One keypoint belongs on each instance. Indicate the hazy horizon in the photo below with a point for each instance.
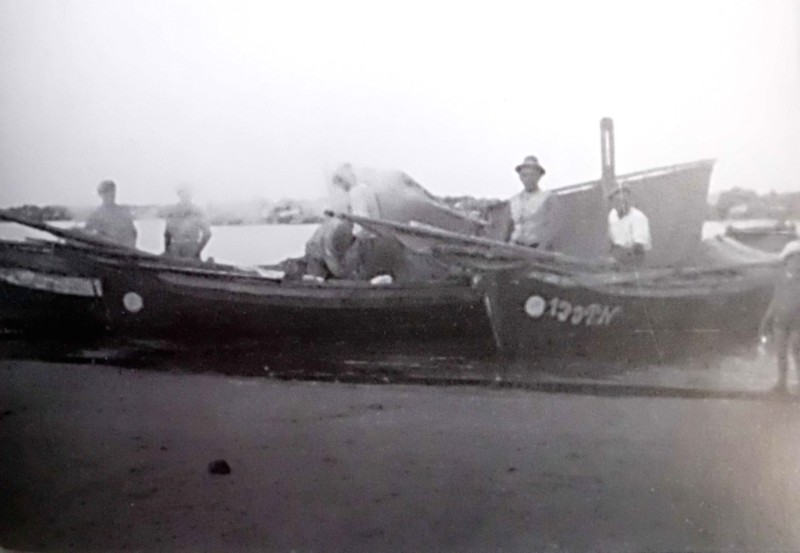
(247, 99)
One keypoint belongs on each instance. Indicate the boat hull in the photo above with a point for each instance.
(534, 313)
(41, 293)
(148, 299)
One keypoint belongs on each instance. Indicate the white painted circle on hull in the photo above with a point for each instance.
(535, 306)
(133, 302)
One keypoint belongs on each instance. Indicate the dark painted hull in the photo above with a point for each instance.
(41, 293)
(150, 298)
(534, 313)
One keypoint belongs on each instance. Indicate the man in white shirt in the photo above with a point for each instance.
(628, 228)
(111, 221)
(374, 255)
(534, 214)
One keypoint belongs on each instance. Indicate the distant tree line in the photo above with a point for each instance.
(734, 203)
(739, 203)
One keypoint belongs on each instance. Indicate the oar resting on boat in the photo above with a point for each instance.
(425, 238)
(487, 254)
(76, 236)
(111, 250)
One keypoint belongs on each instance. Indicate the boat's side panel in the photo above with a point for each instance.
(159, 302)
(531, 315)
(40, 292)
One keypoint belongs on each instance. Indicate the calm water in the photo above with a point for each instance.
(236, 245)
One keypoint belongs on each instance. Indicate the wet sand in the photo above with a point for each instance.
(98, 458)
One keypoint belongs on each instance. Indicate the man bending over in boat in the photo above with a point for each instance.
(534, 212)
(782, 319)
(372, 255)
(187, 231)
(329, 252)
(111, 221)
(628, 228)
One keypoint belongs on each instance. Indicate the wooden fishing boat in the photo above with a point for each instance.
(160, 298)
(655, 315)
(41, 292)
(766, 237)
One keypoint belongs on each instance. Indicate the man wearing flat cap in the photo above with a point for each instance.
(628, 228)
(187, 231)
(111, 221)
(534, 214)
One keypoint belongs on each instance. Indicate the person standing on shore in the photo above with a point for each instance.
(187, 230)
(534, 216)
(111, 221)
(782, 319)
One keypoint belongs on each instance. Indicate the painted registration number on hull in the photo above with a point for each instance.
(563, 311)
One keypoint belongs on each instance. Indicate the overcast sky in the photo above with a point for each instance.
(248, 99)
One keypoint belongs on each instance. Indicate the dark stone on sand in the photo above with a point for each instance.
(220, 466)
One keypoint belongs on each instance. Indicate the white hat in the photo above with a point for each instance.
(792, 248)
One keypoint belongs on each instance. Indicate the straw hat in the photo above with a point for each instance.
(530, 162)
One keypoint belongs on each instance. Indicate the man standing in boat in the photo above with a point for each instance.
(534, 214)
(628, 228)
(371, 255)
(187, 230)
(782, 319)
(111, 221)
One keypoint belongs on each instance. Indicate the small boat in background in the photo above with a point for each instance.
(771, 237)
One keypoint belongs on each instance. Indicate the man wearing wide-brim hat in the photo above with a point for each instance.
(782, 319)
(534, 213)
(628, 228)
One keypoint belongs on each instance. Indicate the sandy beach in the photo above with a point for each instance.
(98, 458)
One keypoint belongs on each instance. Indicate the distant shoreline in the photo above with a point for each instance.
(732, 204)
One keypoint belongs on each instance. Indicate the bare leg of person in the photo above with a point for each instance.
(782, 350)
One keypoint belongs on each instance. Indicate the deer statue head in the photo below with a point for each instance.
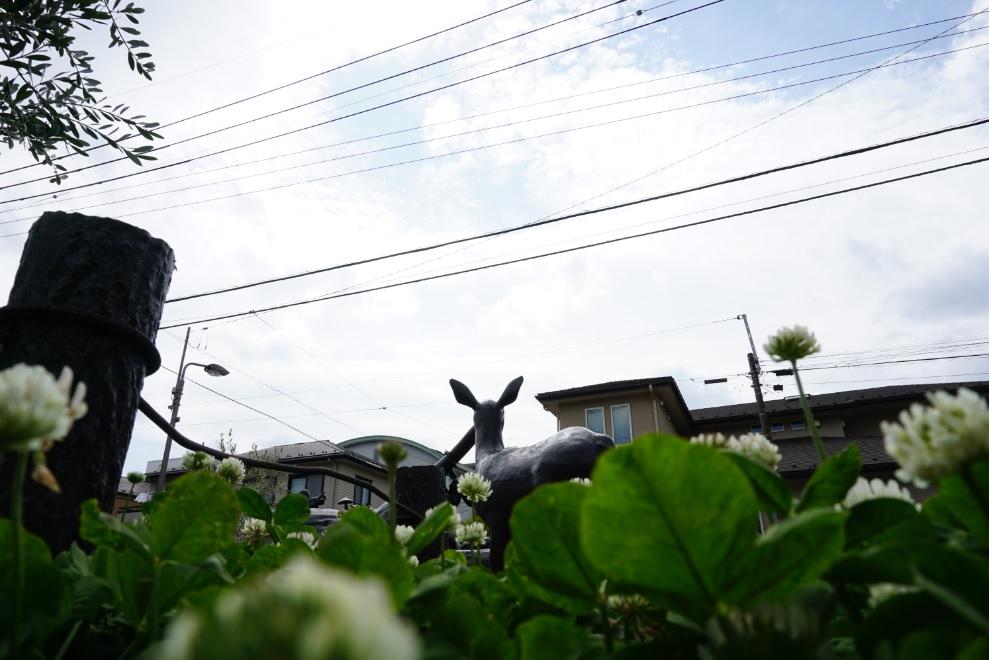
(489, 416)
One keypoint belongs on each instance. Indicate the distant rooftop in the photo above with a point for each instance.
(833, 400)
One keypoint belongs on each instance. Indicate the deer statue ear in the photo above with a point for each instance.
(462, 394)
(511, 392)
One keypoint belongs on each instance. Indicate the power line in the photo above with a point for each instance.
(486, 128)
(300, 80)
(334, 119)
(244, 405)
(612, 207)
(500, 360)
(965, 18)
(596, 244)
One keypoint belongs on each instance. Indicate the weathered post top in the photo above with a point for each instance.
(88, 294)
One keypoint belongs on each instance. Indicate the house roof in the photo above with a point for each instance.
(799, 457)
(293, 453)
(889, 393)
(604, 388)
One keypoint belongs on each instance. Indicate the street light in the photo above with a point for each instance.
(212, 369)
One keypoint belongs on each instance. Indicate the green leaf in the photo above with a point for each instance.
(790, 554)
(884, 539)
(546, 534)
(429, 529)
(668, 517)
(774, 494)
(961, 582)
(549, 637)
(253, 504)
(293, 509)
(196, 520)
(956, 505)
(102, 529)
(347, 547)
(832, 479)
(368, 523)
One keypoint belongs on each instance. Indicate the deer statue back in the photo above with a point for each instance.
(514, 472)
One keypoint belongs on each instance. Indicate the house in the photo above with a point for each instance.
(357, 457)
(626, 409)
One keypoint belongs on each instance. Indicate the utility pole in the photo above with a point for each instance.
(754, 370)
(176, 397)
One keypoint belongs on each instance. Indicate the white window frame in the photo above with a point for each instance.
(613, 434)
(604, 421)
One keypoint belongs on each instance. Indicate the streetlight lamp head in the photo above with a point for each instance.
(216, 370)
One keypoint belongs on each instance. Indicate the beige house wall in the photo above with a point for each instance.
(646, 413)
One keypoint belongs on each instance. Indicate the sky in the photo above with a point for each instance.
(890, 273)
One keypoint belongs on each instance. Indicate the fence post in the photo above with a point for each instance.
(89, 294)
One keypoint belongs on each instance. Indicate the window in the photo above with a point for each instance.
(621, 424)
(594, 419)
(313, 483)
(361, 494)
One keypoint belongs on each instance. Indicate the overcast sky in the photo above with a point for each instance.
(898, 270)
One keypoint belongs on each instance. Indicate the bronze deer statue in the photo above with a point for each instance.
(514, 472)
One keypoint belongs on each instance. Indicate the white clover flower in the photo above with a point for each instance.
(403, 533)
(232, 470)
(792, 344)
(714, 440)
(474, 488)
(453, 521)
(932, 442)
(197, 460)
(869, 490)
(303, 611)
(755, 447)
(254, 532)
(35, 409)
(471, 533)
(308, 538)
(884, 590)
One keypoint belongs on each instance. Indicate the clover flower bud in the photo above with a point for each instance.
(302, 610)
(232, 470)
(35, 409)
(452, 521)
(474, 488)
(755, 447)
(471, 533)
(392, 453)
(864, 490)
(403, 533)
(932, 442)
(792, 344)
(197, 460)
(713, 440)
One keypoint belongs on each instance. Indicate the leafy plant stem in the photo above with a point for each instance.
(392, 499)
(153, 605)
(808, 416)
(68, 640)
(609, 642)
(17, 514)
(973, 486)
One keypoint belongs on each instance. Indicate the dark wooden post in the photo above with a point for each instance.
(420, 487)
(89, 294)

====================

> [What to do]
Print every record exactly, without the pictures.

> [Output]
One keypoint belongs on each instance. Indicate the hazy horizon in the photo below with a point for each instance.
(247, 99)
One keypoint belongs on each instance. Indicate the boat hull in the photo above with a point for each instance.
(534, 313)
(41, 293)
(148, 299)
One keypoint belongs on each instance. Indicate the white painted circle on hull in the photo above with a point for each instance.
(535, 306)
(133, 302)
One keypoint belongs on each instance. Indicate the dark painted hull in the photo above with a point for each instance.
(41, 293)
(150, 298)
(534, 313)
One keypoint belongs on each instance. Indicate the man in white shirt in the photo above with a point for each instance.
(628, 228)
(111, 221)
(374, 255)
(534, 214)
One keypoint belongs on each instance. Indicate the distant tree line in the photo above with a point for each instance.
(734, 203)
(739, 203)
One keypoint belongs on each instance. Indicate the oar resting on boat in the photo above with a point for each instance.
(425, 238)
(487, 254)
(76, 236)
(111, 250)
One keypoint belongs on each instance. Indicate the boat's side panel in the photo above with a point for each instance.
(159, 302)
(531, 315)
(40, 292)
One keypoint belongs on each instance. Indicate the calm water in the photo above with a point for each instance.
(236, 245)
One keypoint belongs on each instance. Indicate the wet sand in the photo above with a point for each instance.
(98, 458)
One keypoint belongs on each instance. Indicate the man bending over in boat in the photo above with a point for each instance.
(534, 212)
(782, 319)
(372, 255)
(187, 231)
(329, 252)
(111, 221)
(628, 228)
One keypoint belongs on each instance. Indicate the wooden fishing boat in the photo above with a point for each instance.
(160, 298)
(655, 315)
(41, 292)
(766, 237)
One keypoint belongs on each instance. Indicate the man wearing flat cap in the photo above with a point for each instance.
(628, 228)
(187, 231)
(111, 221)
(534, 214)
One keypoint belongs on each instance. Indicate the person standing on shore in the photo above with a point for each instance.
(187, 230)
(534, 216)
(111, 221)
(782, 319)
One keypoint belongs on each instance. Indicate the painted registration number on hull in the photo above with a point for each instance.
(563, 311)
One keypoint belongs on each instance. Indicate the overcast sky in the photo above with a point for each instance.
(248, 99)
One keypoint belongs on each instance. Indicate the dark stone on sand in the photo above with a point for each instance.
(220, 466)
One keypoint belongs on each instance. Indicate the white hat in the photo above with a point for each instance.
(792, 248)
One keypoint belongs on each instance. Indicate the straw hat in the photo above with a point for each instance.
(530, 162)
One keypoint belongs on each instance. Indicate the man standing in boat in the photo above with a point for each instance.
(534, 214)
(628, 228)
(371, 255)
(187, 230)
(782, 319)
(111, 221)
One keypoint belongs on each instance. Indicate the small boat in background in the photo above with a point for each instance.
(771, 237)
One keypoint belongs on each instance. Indicate the man wearing wide-brim hat in the photo above with a point for each instance.
(782, 319)
(534, 213)
(628, 228)
One keypoint belongs on each instance. Indicate the sandy beach in the photo above with a point for each instance.
(98, 458)
One keypoint belongs on each instance. Indicate the distant shoreline in the photo above with a point for each instance.
(732, 204)
One keypoint belongs on each instance. Indicate the bare leg of person in the photo above with a point for each instance.
(782, 350)
One keypoint belongs on each instance. Indicate the deer statue head in the photo below with a point for each instance.
(489, 416)
One keypoint belongs on each instance. Indicate the distant rooftop in the photo above with a point for each instance.
(833, 400)
One keypoint belongs on each instance. Indicate the deer statue ear in the photo above with a point for each instance.
(462, 394)
(511, 392)
One keypoint belongs on each instance. Indicate the power line in the photo above with a point for each instance.
(486, 128)
(300, 80)
(334, 119)
(244, 405)
(612, 207)
(500, 360)
(965, 18)
(596, 244)
One keypoint belongs on each instance. Indicate the weathered post top in the photo above with a point for each instance.
(88, 294)
One keypoint belongs on each instance. Indicate the house roof in the photo above with a point for each instance.
(799, 457)
(293, 453)
(889, 393)
(604, 388)
One keypoint belongs on each instance. Indicate the street light in the photo above with a point for each instance.
(212, 369)
One keypoint belongs on each instance. Indicate the green leaf in the photo above with a point for each instance.
(790, 554)
(884, 539)
(546, 534)
(429, 529)
(668, 517)
(774, 494)
(961, 582)
(549, 637)
(253, 504)
(293, 509)
(196, 520)
(956, 505)
(102, 529)
(347, 547)
(832, 479)
(368, 523)
One keypoint belongs on each instance. Indicate the deer statue back in the photo above with a point for each instance.
(514, 472)
One keypoint belongs on each instance. Indicate the house in the photo above with a point for each instance.
(357, 457)
(626, 409)
One keypoint belongs on each instance. Indicate the utility pole in the photo above with a point for each instance.
(754, 370)
(176, 397)
One keypoint belongs on each instance. Indicate the white window frame in the photo above with a point for each instance.
(613, 434)
(604, 421)
One keypoint belongs on each instance. Indicate the streetlight lamp head in the photo above with a point for each instance.
(216, 370)
One keypoint belongs on each instance. Indicate the beige house wall in the photo above with a point for each instance.
(646, 413)
One keypoint belongs on each instance. Indicate the sky in the photo above with a point for each instance.
(890, 273)
One keypoint belongs on each instance. Indicate the fence post in the photo above with a point for each instance.
(89, 294)
One keypoint belongs on each instance. Indicate the window in the photo above with a point for each instance.
(621, 424)
(594, 419)
(313, 483)
(361, 494)
One keypoint belongs on each instance. Indicate the overcast sky in the photo above with a point for each instance.
(898, 270)
One keypoint belongs on each instance. Indicate the bronze deer statue in the photo above with a point for each instance.
(514, 472)
One keypoint belongs on each instance. Indicate the white clover flower in the photo above with a point for each instance.
(403, 533)
(232, 470)
(792, 344)
(714, 440)
(474, 488)
(453, 521)
(932, 442)
(197, 460)
(869, 490)
(303, 611)
(755, 447)
(254, 532)
(35, 409)
(471, 533)
(308, 538)
(884, 590)
One keypoint belongs on each instance. Indicate the clover flower bud in the photo above with a point for each instance.
(302, 610)
(232, 470)
(35, 409)
(452, 521)
(474, 488)
(755, 447)
(471, 533)
(392, 453)
(864, 490)
(403, 533)
(932, 442)
(792, 344)
(197, 460)
(713, 440)
One keypoint belongs on each instance. Indicate the leafy plant stem in the photo above with a point for each instance.
(392, 499)
(153, 605)
(808, 416)
(68, 640)
(609, 642)
(17, 514)
(973, 486)
One keypoint belongs on each instance. Indicate the dark wooden post in the photo above with a point for each instance.
(420, 487)
(89, 294)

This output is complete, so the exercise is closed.